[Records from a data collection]
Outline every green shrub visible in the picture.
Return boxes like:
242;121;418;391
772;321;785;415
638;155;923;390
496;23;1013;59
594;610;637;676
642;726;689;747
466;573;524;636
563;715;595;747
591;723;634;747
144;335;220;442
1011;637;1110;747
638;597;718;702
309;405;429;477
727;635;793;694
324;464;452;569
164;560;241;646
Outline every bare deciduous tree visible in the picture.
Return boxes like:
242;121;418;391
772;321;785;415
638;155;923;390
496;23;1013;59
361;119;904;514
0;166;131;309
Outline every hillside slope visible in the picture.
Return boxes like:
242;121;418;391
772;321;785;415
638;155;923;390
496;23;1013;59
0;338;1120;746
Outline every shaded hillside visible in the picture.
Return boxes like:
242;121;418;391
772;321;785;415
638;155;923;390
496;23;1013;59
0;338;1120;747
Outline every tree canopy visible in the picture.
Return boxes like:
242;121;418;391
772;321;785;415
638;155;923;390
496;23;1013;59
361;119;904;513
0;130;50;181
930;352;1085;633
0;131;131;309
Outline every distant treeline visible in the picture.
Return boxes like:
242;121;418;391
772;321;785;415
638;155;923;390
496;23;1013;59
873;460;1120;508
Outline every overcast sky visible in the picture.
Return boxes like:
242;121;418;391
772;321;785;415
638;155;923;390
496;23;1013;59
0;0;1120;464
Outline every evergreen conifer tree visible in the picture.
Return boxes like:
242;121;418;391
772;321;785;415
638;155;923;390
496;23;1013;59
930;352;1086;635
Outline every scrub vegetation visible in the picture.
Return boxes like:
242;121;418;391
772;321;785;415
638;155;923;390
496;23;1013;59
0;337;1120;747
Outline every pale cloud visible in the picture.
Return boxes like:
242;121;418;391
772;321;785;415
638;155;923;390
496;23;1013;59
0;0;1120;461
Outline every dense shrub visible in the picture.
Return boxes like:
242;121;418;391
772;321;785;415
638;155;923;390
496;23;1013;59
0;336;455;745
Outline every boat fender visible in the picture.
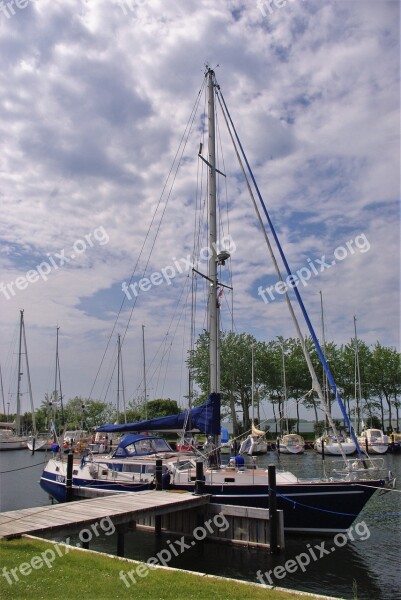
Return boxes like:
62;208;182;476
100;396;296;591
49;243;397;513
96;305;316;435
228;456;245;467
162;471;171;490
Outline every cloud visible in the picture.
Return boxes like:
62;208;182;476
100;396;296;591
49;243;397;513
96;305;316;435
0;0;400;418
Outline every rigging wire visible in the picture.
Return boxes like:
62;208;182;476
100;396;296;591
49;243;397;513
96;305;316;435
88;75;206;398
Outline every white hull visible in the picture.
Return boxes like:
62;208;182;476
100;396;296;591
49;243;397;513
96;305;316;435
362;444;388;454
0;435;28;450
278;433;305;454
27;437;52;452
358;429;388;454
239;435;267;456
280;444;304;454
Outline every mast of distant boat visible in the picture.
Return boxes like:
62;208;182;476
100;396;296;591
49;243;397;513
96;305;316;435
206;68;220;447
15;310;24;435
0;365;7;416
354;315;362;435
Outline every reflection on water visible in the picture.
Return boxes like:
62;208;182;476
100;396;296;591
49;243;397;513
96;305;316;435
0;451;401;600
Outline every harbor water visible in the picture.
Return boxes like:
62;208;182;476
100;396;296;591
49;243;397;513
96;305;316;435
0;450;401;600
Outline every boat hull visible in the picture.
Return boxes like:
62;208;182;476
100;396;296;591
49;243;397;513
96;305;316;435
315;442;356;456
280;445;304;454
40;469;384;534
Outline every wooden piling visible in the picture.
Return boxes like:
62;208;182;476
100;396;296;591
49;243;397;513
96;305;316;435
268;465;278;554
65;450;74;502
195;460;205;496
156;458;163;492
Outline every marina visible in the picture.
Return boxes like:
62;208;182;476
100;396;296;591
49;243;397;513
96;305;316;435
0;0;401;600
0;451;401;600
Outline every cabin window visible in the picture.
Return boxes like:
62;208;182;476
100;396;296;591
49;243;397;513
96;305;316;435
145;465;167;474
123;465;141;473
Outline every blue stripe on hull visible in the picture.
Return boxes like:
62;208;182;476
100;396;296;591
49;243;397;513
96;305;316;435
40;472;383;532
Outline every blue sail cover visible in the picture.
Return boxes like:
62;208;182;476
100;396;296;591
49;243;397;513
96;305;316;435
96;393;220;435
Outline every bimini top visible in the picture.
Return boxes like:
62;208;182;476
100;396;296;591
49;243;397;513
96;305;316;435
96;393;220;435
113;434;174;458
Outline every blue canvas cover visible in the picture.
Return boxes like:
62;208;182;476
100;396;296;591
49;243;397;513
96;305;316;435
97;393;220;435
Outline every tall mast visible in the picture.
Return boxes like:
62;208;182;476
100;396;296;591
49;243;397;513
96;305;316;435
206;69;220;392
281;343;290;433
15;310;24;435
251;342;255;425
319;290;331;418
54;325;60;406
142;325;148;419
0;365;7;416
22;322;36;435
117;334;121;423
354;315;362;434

==

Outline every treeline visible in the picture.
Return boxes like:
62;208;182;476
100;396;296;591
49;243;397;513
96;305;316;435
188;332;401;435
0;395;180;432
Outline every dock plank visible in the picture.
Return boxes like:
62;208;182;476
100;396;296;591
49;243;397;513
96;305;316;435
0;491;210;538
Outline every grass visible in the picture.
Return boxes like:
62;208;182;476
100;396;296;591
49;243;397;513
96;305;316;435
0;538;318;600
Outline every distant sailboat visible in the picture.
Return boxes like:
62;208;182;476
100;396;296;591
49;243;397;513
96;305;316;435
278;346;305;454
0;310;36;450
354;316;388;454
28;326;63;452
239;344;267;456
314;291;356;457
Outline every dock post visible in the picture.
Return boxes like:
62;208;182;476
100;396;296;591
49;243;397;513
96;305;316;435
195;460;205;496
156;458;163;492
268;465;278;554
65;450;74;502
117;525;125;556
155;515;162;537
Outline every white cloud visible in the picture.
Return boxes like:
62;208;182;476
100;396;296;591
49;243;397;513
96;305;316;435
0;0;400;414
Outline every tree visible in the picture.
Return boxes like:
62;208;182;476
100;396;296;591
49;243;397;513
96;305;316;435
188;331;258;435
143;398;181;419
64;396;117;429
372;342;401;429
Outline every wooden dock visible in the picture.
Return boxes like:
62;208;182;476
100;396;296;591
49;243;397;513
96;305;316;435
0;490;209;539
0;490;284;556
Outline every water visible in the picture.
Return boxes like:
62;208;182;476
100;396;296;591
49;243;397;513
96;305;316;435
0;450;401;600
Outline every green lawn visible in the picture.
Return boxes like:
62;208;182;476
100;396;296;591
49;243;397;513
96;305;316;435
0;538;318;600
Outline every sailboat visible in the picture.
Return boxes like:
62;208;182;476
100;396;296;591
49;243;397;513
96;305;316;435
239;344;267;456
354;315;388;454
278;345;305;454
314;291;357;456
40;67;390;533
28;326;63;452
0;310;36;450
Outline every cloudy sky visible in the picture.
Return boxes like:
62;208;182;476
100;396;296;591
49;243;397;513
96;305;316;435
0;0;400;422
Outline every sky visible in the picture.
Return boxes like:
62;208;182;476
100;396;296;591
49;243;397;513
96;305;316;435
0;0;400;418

# Task description:
Reproduce the records from the line with "Outline every cloud visible in the picture." through the line with "88;75;206;398", requests included, scaling every answer bounding-box coordinate by 1.75 and rounding to whole numbers, halves up. Leave the requests and their sample box lines unchanged.

# Answer to the problem:
Outline every cloud visible in the picture.
Return boxes like:
62;208;182;476
100;396;296;591
49;243;397;513
96;305;316;435
0;0;700;732
Outline every rigging wire visible in the picture.
Return boxes like:
62;208;182;476
100;396;296;591
49;243;397;513
96;305;316;435
154;131;361;697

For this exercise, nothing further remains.